Write the records out once more. Leave each line exactly as given.

Start of Provided records

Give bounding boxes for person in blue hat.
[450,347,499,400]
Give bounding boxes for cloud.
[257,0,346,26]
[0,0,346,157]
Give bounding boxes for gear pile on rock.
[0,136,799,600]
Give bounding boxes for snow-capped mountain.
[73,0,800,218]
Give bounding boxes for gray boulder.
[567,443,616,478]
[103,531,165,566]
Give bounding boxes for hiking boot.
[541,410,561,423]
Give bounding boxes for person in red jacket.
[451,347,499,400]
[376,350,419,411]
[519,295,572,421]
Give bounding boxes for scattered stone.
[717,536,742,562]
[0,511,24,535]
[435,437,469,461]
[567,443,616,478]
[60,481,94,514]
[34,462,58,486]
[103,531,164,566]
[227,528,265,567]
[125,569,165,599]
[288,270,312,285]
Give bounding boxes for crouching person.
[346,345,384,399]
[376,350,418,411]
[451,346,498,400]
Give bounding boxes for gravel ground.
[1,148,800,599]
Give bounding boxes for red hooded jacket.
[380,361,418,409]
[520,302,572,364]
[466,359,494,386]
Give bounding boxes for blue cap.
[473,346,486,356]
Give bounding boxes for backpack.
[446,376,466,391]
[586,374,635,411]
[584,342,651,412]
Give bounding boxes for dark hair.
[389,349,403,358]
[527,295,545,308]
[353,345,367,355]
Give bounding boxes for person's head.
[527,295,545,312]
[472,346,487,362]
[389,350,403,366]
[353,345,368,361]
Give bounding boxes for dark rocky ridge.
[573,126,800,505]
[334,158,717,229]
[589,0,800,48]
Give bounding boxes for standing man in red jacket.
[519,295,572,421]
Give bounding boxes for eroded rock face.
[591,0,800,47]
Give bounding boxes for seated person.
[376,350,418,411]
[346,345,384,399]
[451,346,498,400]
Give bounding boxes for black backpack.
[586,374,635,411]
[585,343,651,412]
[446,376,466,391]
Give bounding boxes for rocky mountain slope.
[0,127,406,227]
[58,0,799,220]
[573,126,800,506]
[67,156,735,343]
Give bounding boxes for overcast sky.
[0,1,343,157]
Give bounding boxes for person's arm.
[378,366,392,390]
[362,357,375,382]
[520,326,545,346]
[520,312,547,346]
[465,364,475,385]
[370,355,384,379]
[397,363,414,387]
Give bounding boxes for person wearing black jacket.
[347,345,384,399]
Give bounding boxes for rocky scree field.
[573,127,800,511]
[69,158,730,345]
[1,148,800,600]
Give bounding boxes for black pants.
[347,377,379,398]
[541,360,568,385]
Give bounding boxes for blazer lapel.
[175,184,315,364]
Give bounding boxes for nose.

End of Provided records

## [Exercise result]
Give bounding boxes for person in blue hat.
[450,347,499,400]
Give bounding boxes for cloud.
[257,0,346,26]
[0,0,346,157]
Give bounding boxes for gear pile on rock.
[0,136,799,600]
Give bounding boxes for snow-capped mountain.
[73,0,800,218]
Give bounding boxes for gray boulder.
[567,443,616,478]
[103,531,165,566]
Give bounding boxes for hiking boot.
[541,410,561,423]
Give bounding boxes for person in red jacket.
[451,347,499,400]
[376,350,419,411]
[519,295,572,421]
Give bounding boxes for scattered stone.
[717,536,742,562]
[0,511,24,535]
[435,437,469,461]
[567,443,616,478]
[60,481,94,514]
[34,462,58,486]
[103,531,164,566]
[227,528,265,567]
[125,569,165,599]
[288,270,312,285]
Give bounding boxes for crouching person.
[346,345,384,399]
[376,350,418,411]
[451,346,498,400]
Give bounding boxes for gravel ground.
[1,148,800,599]
Give bounding boxes for red hooded jacket.
[380,361,418,409]
[520,302,572,364]
[466,359,494,386]
Give bounding boxes for blue cap.
[473,346,486,356]
Give bounding boxes for backpack.
[446,376,466,391]
[586,374,635,411]
[584,342,651,412]
Give bounding boxes for dark hair.
[389,349,403,358]
[527,295,545,308]
[353,345,367,355]
Give bounding boxes for person's head.
[527,295,545,312]
[472,346,487,362]
[389,350,403,366]
[353,345,368,361]
Give bounding boxes for dark rocky ridge.
[573,126,800,505]
[334,158,717,229]
[589,0,800,48]
Give bounding boxes for standing man in red jacket.
[519,295,572,421]
Give bounding boxes for eroded rock face.
[591,0,800,47]
Give bounding boxes for seated person.
[376,350,418,411]
[346,345,384,399]
[451,346,498,400]
Give bounding boxes for black backpack.
[586,374,635,411]
[585,343,651,412]
[446,376,466,391]
Give bounding boxes for rocky mountain slope.
[0,127,406,227]
[58,0,799,220]
[573,126,800,506]
[67,156,735,343]
Give bounding boxes for overcast sky.
[0,1,343,157]
Give bounding boxes for person's arm.
[378,366,392,390]
[362,357,375,382]
[520,326,545,346]
[520,312,547,346]
[465,364,475,385]
[370,355,384,379]
[397,363,414,387]
Give bounding boxes for person wearing black jacket.
[347,345,384,399]
Give bounding boxes for rocky scree field.
[573,127,800,511]
[69,158,730,345]
[1,148,800,600]
Give bounding boxes for black pants.
[347,377,379,398]
[541,360,568,385]
Give bounding boxes for blazer lapel.
[175,184,315,364]
Give bounding boxes for nose.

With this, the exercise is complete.